▶ [Page text]
○ ○ ○ ○

Data released today from Compete.com supports what will not be a surprise to most. Facebook is the most visited social network, with nearly 1.2 billion visits in January 2009. This also represents significant growth, with visits to Facebook up 36% on December, and 256% over the previous twelve months. MySpace slipped into second place at the end of 2008 and since September of that year has been seeing visits levelling at about 810 thousand a month.

But the real news may be neither of  these sites. More dramatic is the catapulting of Twitter from 22nd most visited social network at the start of 2008, to third most visited in January. A growth of 1,227% in 12 months.

Facebook’s continued growth is certainly impressive, and their success in 2008 is probably due, at least in part, to their continued innovation during the year. They made some significant changes to the user-interface and continue to roll-out significant changes on a fairly regular basis (such as the recent introduction of the ‘I like this‘ feature). Innovation is important. As more users join the social network their needs will change and the way they want to use the site will change. With a 256% increase in visits over the last 12 months, there is no doubt that the use people want from Facebook is changing and constant innovation helps them to react and respond to this.

○ ○ ○ ○

▶ [Information provided]
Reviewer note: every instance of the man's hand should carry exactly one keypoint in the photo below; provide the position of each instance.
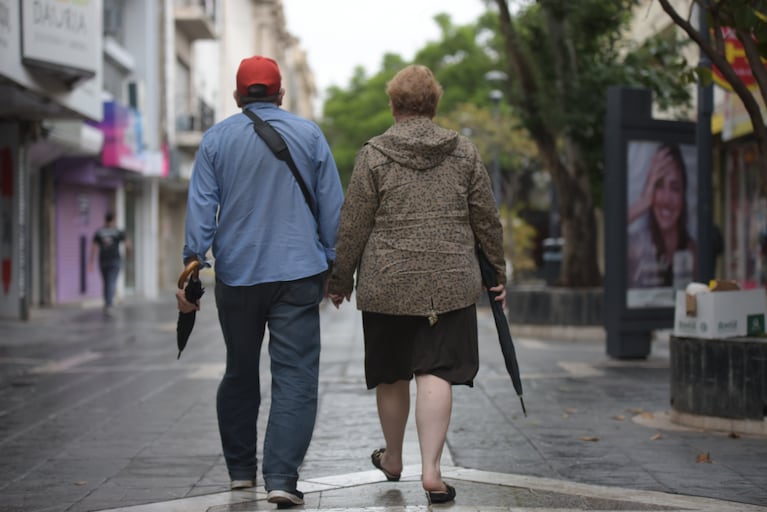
(501, 297)
(184, 305)
(338, 298)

○ ○ ○ ○

▶ [Task set]
A – Answer these questions using the social network traffic article:
(i) How many visits did Facebook receive in January 2009?
(ii) What was Twitter's rank among social networks at the start of 2008?
(iii) Which feature does the article give as a recent example of Facebook's changes?
B – Proceed with the social network traffic article, picking up right after its last sentence.
The listing is separate material and unrelated to the social network traffic article.

▶ [Per-task outputs]
A –
(i) Nearly 1.2 billion.
(ii) 22nd most visited.
(iii) The 'I like this' feature.

B –
Twitter’s growth is an area of particular interest and comment at the moment. We posted a few weeks ago on why we think that 2009 will be the year for Twitter and that it will join the mainstream this year. It is clear that many of the people who have been using Twitter for some time now are getting great benefit from it. Their networks are growing and the uses they are making of it are growing with it. But if you compare visits to Twitter with visits to the two more popular social networks (MySpace and Facebook), it is clear that it still has a long way to grow.

With a range of very different people now starting to explore and use Twitter, from traditional mass media outlets to popular celebrities, we expect the rapid growth of the last twelve months to continue in the next twelve. If they are to be successful they need to innovate in the way that Facebook has done. Move beyond their traditional audience and explore new features, interfaces and ways of working. With this rapid scale of growth, the average Twitter user is very different now to the average user twelve months ago. In the next twelve months, the average user will change again.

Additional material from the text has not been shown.